───── WORKING DATA

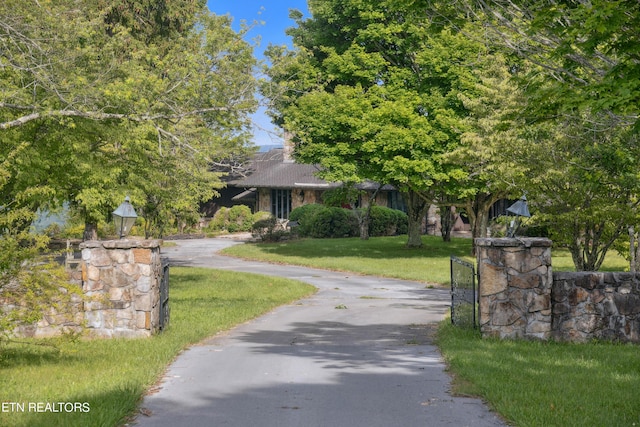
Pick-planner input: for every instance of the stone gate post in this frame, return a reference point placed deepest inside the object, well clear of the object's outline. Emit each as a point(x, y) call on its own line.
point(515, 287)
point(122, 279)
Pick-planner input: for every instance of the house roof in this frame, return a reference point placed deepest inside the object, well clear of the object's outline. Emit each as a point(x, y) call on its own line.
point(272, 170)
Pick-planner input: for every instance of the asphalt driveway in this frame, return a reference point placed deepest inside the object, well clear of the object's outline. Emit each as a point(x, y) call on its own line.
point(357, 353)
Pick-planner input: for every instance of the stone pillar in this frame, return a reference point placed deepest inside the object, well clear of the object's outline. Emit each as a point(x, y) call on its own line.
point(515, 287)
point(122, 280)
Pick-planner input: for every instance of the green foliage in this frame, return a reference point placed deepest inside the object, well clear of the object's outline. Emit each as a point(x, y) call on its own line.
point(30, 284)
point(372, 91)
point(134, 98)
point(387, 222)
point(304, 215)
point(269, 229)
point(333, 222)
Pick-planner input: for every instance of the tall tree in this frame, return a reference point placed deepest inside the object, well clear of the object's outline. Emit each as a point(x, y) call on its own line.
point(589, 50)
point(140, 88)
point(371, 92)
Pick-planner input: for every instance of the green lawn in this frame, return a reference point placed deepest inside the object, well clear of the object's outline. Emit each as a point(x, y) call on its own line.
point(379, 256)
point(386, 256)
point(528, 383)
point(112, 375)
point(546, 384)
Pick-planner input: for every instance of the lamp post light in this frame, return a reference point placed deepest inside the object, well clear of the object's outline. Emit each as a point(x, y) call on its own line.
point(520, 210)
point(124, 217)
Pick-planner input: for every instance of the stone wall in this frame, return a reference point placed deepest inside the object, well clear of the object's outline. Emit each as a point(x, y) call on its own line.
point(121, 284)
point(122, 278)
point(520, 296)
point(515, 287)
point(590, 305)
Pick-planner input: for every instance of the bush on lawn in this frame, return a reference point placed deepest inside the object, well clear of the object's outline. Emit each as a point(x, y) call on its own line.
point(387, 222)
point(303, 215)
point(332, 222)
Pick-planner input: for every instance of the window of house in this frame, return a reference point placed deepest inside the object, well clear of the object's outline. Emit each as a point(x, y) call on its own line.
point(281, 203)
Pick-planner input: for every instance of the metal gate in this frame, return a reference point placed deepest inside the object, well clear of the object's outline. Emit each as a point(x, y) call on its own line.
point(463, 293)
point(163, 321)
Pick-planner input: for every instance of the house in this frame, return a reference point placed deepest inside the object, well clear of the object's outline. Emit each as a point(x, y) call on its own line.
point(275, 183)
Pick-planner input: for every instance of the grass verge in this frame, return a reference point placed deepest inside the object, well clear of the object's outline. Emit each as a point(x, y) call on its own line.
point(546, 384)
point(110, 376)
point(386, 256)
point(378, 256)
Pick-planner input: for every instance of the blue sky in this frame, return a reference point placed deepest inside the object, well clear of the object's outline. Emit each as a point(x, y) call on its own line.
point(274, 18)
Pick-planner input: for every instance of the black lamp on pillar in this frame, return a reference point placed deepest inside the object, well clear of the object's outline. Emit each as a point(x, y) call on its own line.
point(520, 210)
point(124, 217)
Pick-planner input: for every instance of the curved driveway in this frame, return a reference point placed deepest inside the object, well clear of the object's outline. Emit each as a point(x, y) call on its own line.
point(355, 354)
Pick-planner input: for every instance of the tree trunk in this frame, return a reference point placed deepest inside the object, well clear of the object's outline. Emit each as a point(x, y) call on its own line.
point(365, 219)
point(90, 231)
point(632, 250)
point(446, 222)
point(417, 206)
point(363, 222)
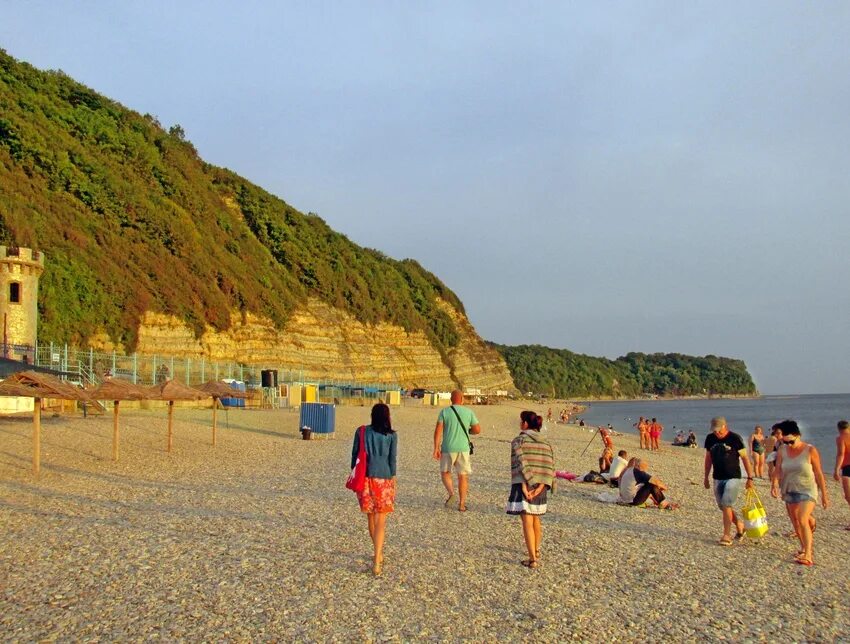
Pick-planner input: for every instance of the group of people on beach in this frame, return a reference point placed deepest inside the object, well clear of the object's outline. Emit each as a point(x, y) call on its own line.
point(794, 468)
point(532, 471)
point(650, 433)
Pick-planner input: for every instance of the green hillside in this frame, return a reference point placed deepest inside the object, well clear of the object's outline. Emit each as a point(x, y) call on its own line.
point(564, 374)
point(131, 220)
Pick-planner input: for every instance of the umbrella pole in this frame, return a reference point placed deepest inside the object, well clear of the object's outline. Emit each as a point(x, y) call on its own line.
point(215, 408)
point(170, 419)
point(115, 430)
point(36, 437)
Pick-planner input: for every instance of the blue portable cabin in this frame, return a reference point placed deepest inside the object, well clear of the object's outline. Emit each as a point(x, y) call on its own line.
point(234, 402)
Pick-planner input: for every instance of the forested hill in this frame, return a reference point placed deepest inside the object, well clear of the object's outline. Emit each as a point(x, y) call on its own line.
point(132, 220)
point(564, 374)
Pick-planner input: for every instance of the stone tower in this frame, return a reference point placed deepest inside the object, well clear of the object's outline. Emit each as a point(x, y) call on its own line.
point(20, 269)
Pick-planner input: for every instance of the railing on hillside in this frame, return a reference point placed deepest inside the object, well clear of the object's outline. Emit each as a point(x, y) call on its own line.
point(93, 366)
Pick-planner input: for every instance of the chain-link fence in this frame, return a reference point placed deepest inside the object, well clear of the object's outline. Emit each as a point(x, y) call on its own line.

──────────

- **AIM**
Return every row above word for word, from the first to the last. Leave out the pictures.

- **TASK RESULT**
Pick-planner input: for every instance of the stone gate post in this frame, return a reference point placed deepest inside the object, well clear of the object's outline. Emit each as a point(x, y) call on its own line.
point(515, 287)
point(122, 279)
Pick-planner input: for every instance of the house roof in this frame, return a reference point placed deepest inside the object, well clear of the object's outline. Emit each as a point(x, y) call on its own line.
point(272, 170)
Pick-planner input: for every instance of the asphalt driveway in this frame, return a reference point placed deepest inside the object, well clear of the object's outline. Emit each as a point(x, y) call on its own line.
point(357, 353)
Pick-planner input: for every instance of the stone pillar in this frame, return a reference point placed deepest inside the object, well clear of the object's outline. Emit each as a point(x, y) call on its own line.
point(515, 287)
point(122, 280)
Pick-planner input: for every instance of the green foliage in this frame, return a reference point placed deepest inside the object, well clear of the object's outline. Emit each as a point(x, y) call on its own line.
point(30, 284)
point(372, 91)
point(134, 98)
point(387, 222)
point(304, 215)
point(269, 229)
point(333, 222)
Pick-planner input: for every instance of the tall tree in this frame, return a reference point placed deepest inside the object, well clear of the object's outline. Emit each as a point(x, y) call on its own line.
point(589, 50)
point(140, 88)
point(371, 92)
Pick-planner input: for every instance of the green lawn in this frame, return a reference point placed deepest inside the object, well clear of the object's outline. Emit each as a point(x, y) call on its own line.
point(379, 256)
point(386, 256)
point(528, 383)
point(112, 375)
point(546, 384)
Pick-planner input: for every instance of the lamp post light in this frame, return a reference point placed deepest inside the object, well clear of the object's outline. Emit each as a point(x, y) call on its own line.
point(520, 210)
point(124, 217)
Pick-planner input: for every instance of the stone wall in this frame, return a reference point placed deepest inside the object, well clear of the object's outline. Emit each as a point(x, y) call on its own line.
point(121, 284)
point(122, 278)
point(520, 296)
point(515, 287)
point(590, 305)
Pick-planner input: for every instance of the bush on lawn in this frame, return a reference point placed deepest inside the object, well clear of the object's outline. Emit each as a point(x, y) call on its own line.
point(387, 222)
point(303, 215)
point(332, 222)
Pick-planner input: for every instance of the window of house in this frame, return a reference point placed deepest inside the object, well clear of the object's outline. Emit each as a point(x, y) call on its own line.
point(281, 203)
Pick-planner input: for every instance of the metal gate in this frame, return a reference point placed deepest inside the object, well clear of the object's outline. Emit each as a point(x, y) call on its own line.
point(463, 293)
point(163, 321)
Pick-planner input: for every instance of the house in this frame, return a reference point placed deepest inside the object, well clear of the object's outline. Emit each as a point(x, y) call on its own line.
point(275, 183)
Pick-planner input: for every instance of the grass verge in this frame, return a reference point placed deepest inside the object, well clear of the object's outline. Emit each as a point(x, y) call on its own line.
point(546, 384)
point(110, 376)
point(386, 256)
point(378, 256)
Pick-planner input: for every instance of the blue sky in this frame, return a reference point placed deepest inside the object, well clear of the object's outline. Emit each as a point(x, y) call on its own line.
point(274, 18)
Pick-planner input: for every instance of the black lamp on pillar in this frame, return a reference point placed deepest inside the object, well clear of the object's outline. Emit each as a point(x, y) call on its own line.
point(520, 210)
point(124, 217)
Pick-planner input: for every instance of the curved driveway in this frame, return a reference point placed deepest inside the object, well clear of the object's outline. Emit each as a point(x, y) call on its own line.
point(355, 354)
Pick-planner input: for every instance of the tree trunk in this frame, return a reference point placed deepest inside the object, well clear of the object's outline. Emit each as a point(x, y) call on its own line.
point(365, 219)
point(90, 231)
point(632, 250)
point(446, 222)
point(417, 206)
point(363, 222)
Pick-planner input: for every instance of the group of people on beach in this frame, return a reference point placed deepest inside the object, well clear of the object's outline. Emit each as a point(x, y) call on its own line.
point(794, 468)
point(532, 471)
point(650, 433)
Pick-planner input: for every instance of the green hillside in this frame, return a reference point placed deepest inside the object, well clear of the object's outline. Emit each as a point(x, y) call on its own line.
point(564, 374)
point(131, 220)
Pick-planner input: for every instance of the umbrella pole in this frame, return a reference point placed deepest inside the object, well clear of the object's outline. Emit each as a point(x, y) call on its own line.
point(215, 408)
point(170, 419)
point(115, 430)
point(36, 437)
Pick-planner input: for every instance of the blue portable cabin in this frame, return a reference point placed deepest inside the object, well clear of the object's outline. Emit each as a point(x, y) call on its own line.
point(234, 402)
Pick-planner input: for every instance of the forested hill in this frame, return a reference point placed deepest inside the object, well clear of the object's outline. Emit each as a point(x, y) call on its own line.
point(132, 220)
point(564, 374)
Pick-planner input: for every instance of the stone tower in this frame, return a reference point placed deepest inside the object, well clear of the object's outline. Emit each as a point(x, y) call on its own line.
point(20, 269)
Pick-planner input: for every instance of the railing on hillside in this frame, return a reference point placed deepest inside the object, well clear of the object's outline. Emit each as a point(x, y) call on its own line.
point(93, 366)
Pick-planner input: for every instance of the chain-link fence in this frame, return a reference point placed deepest inside the object, well clear of the object's outline. Emit each as a point(x, y) call on its own line.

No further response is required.